Aim of the exercise: Every entry must be transcribed without alteration.
START Dataset excerpts
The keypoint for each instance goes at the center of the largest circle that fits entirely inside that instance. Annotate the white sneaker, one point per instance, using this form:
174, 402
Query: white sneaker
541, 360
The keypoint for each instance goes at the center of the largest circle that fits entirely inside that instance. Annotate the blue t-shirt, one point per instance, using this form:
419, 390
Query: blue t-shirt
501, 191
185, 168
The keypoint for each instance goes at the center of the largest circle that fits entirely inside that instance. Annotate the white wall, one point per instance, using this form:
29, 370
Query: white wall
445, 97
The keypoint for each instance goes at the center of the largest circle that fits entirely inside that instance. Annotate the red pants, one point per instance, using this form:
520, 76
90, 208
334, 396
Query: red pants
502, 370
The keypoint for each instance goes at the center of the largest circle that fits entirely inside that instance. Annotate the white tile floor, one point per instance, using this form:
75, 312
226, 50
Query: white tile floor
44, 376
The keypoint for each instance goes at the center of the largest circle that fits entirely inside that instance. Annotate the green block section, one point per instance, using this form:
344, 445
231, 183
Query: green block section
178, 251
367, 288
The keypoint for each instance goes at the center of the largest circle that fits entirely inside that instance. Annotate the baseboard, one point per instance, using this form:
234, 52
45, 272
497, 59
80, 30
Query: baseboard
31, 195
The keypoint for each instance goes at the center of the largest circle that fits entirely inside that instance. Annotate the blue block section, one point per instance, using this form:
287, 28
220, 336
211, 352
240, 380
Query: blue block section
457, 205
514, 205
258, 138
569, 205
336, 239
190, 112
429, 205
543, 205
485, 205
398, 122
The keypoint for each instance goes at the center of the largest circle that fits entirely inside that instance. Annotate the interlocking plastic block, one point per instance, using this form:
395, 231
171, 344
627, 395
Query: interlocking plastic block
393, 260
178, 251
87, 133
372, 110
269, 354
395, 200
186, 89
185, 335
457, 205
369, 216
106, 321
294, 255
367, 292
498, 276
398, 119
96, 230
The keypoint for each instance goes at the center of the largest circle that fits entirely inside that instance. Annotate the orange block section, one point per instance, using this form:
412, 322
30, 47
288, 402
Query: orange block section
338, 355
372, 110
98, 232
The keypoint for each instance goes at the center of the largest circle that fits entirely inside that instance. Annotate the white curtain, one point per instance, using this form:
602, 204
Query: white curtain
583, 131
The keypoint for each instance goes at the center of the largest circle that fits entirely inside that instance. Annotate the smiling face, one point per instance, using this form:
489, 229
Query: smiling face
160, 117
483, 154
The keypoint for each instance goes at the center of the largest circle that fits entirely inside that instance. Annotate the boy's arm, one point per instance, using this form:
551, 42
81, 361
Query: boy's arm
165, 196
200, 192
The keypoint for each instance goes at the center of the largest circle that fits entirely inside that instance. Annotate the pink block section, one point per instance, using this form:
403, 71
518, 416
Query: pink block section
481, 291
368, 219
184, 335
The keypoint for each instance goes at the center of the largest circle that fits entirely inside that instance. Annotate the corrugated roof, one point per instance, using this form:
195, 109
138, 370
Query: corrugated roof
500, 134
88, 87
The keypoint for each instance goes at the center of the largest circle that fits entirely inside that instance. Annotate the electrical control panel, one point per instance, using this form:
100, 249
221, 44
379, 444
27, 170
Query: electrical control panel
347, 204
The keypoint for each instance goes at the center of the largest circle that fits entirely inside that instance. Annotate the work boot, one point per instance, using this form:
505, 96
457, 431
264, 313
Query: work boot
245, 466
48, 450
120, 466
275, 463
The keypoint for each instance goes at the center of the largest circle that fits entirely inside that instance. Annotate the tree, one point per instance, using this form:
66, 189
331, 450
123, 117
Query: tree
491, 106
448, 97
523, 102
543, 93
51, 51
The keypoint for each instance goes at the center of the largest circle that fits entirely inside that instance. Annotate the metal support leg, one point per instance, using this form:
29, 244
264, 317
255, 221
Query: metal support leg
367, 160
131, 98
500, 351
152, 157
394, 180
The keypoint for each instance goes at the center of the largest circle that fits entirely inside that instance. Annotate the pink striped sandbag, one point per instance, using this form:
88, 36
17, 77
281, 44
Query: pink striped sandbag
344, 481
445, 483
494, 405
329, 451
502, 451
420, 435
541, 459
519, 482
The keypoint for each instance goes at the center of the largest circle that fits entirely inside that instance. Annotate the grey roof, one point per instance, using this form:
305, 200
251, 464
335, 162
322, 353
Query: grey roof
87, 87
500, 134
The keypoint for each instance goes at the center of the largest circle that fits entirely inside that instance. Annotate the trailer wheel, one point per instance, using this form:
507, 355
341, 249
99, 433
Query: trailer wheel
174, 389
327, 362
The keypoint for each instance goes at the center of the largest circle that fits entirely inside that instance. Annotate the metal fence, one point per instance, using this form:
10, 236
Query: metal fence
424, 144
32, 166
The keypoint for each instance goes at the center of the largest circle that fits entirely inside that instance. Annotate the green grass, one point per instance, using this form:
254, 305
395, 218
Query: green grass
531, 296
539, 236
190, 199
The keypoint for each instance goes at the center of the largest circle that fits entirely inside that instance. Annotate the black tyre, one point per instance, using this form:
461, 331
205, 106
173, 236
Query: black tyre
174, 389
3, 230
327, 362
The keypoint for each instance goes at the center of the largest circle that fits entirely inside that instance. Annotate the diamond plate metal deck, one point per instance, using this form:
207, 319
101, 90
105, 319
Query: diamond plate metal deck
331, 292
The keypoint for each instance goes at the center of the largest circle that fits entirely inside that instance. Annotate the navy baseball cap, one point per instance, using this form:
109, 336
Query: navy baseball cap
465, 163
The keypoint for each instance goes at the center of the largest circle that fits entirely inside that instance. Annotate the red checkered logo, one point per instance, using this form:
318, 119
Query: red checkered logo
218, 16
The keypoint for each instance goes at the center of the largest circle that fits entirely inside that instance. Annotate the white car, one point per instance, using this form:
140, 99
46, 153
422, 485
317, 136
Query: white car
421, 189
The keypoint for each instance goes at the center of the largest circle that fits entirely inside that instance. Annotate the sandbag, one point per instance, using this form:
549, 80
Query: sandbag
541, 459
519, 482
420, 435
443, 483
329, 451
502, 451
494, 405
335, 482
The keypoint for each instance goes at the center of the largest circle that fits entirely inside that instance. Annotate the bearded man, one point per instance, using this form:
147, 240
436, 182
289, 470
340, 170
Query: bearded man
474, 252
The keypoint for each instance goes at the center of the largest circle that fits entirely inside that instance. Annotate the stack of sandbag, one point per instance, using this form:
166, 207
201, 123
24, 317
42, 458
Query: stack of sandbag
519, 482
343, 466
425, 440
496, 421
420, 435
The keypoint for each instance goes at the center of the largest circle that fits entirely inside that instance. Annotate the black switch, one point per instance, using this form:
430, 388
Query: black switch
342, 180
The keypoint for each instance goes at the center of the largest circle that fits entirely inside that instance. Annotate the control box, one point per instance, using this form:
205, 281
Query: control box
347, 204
END Dataset excerpts
Response:
The keypoint for each instance goes at the center of the largest circle that fits entirely inside that instance. Annotate the white sneaker, one point per instance, using this form:
174, 402
Query: white sneaker
541, 360
The keypoint for each instance goes at the center of the largest circle that fits entirely inside that instance. Annotate the blue t-shirt, one point per instance, using this form:
419, 390
Query: blue t-shirt
501, 191
185, 168
The keypoint for each instance goes at the center of the largest circle that fits entirely inside that instance. Annotate the white wall, one point per instance, using this form:
29, 370
Query: white wall
445, 97
The keypoint for each instance goes at the center of the largest circle that fits entirely inside that instance. Annotate the red pants, one point per instance, using this form:
520, 76
90, 208
334, 396
Query: red pants
502, 370
The keypoint for each instance goes at the center of the largest circle that fits entirely inside that instance. Annotate the white tile floor, one point per instance, using this form:
75, 312
226, 50
Query: white tile floor
44, 376
The keypoint for each instance goes at the center of the largest circle that fits entirely inside that instance. Annotate the green block section, one point per instance, using this form:
344, 445
231, 183
Query: green block section
178, 251
367, 288
The keypoint for each instance goes at the center of the largest circle that fits entirely inside that instance. Annotate the baseboard, one point per instance, using this form:
234, 52
45, 272
497, 59
80, 30
Query: baseboard
31, 195
The keypoint for each instance goes at the center of the largest circle that fits entirely inside that instance. Annotate the blue block section, one point per instance, using this form:
287, 28
220, 336
211, 352
240, 380
Query: blue block section
457, 205
514, 205
258, 138
569, 205
336, 239
190, 112
429, 205
543, 205
485, 205
398, 122
The keypoint for each instance goes at the center of the largest circle that fits entirely inside that instance. Annotate the interlocking plastic block, one point per instance, using this form:
395, 231
171, 344
627, 395
Query: interlocking plastic block
393, 260
178, 251
87, 133
372, 110
269, 354
395, 200
186, 89
185, 335
457, 205
369, 216
106, 321
294, 255
367, 292
498, 276
398, 119
96, 230
The keypoint for each instance goes at the center of the largest circle that fits entirely inside that instance. Annotate the orange block section, one point per instance, using this form:
412, 322
30, 47
288, 402
Query: orange block section
338, 355
372, 110
98, 232
The keypoint for each instance goes at the center of the largest circle that fits entirely inside that instance. Annotate the white curtain, one point per instance, using this form:
602, 204
Query: white curtain
583, 131
The keypoint for each instance goes at the center of the largest circle that fits entirely inside that instance. Annotate the smiling face, one point per instance, using this form:
489, 229
Query: smiling face
160, 117
483, 154
The keypoint for each instance goes at the center of the largest circle that fits entirely inside that instance. Annotate the boy's arm, one point per instance, using this form:
551, 42
81, 361
Query: boy's arm
165, 196
200, 192
The keypoint for each instance goes at the center of the largest circle that fits entirely inside that instance. Annotate the pink block section, one point per instance, using this form:
403, 71
518, 416
Query: pink block section
481, 291
368, 219
184, 335
The keypoint for each instance goes at the center of the largest circle that fits entirely inside that instance. Annotate the corrugated roof, one point per instance, using this form:
195, 109
138, 370
Query: corrugated roof
500, 134
88, 87
The keypoint for each instance goes at the center of the largest circle that fits entirely inside that instance. Annotate the electrical control panel, one point per instance, using this form:
100, 249
221, 44
379, 444
27, 170
Query: electrical control panel
347, 204
The keypoint for each instance goes at the center of the largest circle that fits entirely inside that instance. Annotate the work boot, one point per instance, using this form:
505, 96
457, 431
264, 313
Query: work boot
245, 466
48, 450
120, 466
275, 463
The keypoint for each instance goes at the center of the largest circle that fits entirely inside that instance. Annotate the tree, one point per instance, using this form:
66, 189
331, 450
123, 117
Query: tree
491, 106
448, 97
523, 102
543, 93
51, 51
The keypoint for each instance goes at the center of the largest circle that fits entirely inside that instance. Annotate the metal support leg, one point per instance, using this form:
29, 244
264, 317
255, 221
Query: metal support leg
367, 160
131, 98
500, 351
152, 157
394, 180
The keypoint for each instance goes at the center of the largest circle that fits entirely inside that instance. Annotate the pink striped sandbag, one point per instance, using this form:
88, 36
17, 77
281, 44
Query: pink striped sandbag
344, 481
445, 483
494, 405
329, 451
502, 451
420, 435
541, 459
519, 482
The keypoint for each instance goes at the center of the largest circle that fits entirely inside that instance. Annotate the grey roof, one point per instance, using this form:
305, 200
251, 464
335, 162
322, 353
Query: grey roof
87, 87
500, 134
The keypoint for each instance goes at the center of the largest circle that fits entirely inside that instance. Annotate the trailer wheel, one point per instance, using this form:
507, 355
341, 249
99, 433
Query: trailer wheel
174, 389
327, 362
The keypoint for each instance goes at the center of the largest circle that fits entirely inside that instance. Annotate the metal fence, one point per instance, using this form:
10, 236
Query: metal fence
424, 144
32, 166
The keypoint for each instance goes at the center of the largest circle that fits entirely inside that instance. Annotate the green grass, one point per instance, using this form:
254, 305
395, 218
Query: green grass
531, 296
539, 236
190, 199
The keypoint for each instance goes at the center of the largest circle that fits entirely inside that instance. Annotate the black tyre, one point per instance, using this form:
461, 331
205, 106
173, 236
Query: black tyre
174, 389
3, 230
327, 362
The keypoint for each instance goes at the center of the largest circle that fits entirely inside that instance. Annotate the diamond plate metal deck, one point per instance, using this form:
207, 319
101, 90
105, 319
Query: diamond plate metal deck
331, 292
The keypoint for each instance goes at the center of the largest circle that fits entirely inside that instance. Annotate the navy baseball cap, one point per instance, using this form:
109, 336
Query: navy baseball cap
465, 163
The keypoint for each instance goes at the center of the largest circle that fits entirely inside that instance. Annotate the red checkered logo, one point per instance, using this form:
318, 119
Query: red checkered logo
218, 16
The keypoint for each instance goes at the center of the largest circle that fits entirely inside that instance. Annotate the white car, one point per instance, using this form:
140, 99
46, 153
422, 485
317, 136
Query: white car
421, 189
The keypoint for each instance goes at the center of the largest circle that fits entirely inside that instance. Annotate the sandbag, one point per instance, using this form:
549, 80
Query: sandbag
541, 459
519, 482
420, 435
443, 483
329, 451
502, 451
494, 405
335, 482
The keypoint for each instance goes at the center of the largest circle that fits entirely inside that instance. Annotate the bearded man, one point per instance, using this form:
147, 240
436, 182
289, 470
340, 170
Query: bearded man
474, 252
The keypoint for each instance goes at the center of the largest circle that fits entirely inside that instance. Annotate the stack of sandbag, one point per instance, using this form:
166, 207
201, 123
24, 317
42, 458
Query: stack of sandbag
519, 482
343, 466
425, 440
496, 421
420, 435
The keypoint for each instance goes at the center of the largest circle that fits entirely inside that instance. Annotate the black switch, one point per instance, using this form:
430, 388
Query: black switch
342, 180
The keypoint for each instance goes at the center of the largest circle that fits entirely inside that instance. Annotate the control box, one point per instance, using this form:
205, 281
Query: control box
347, 204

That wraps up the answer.